* _Entries shown_:
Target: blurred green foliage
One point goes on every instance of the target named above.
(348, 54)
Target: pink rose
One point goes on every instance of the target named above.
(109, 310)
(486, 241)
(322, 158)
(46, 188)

* _Work task_:
Only the lines from the line with "Target: pink rose" to the final line of the entries are to be returned, each exactly as written, both ends included.

* _Result of the exercise_:
Target: pink rose
One point goes on every instance of the target named above.
(109, 310)
(486, 241)
(322, 158)
(46, 188)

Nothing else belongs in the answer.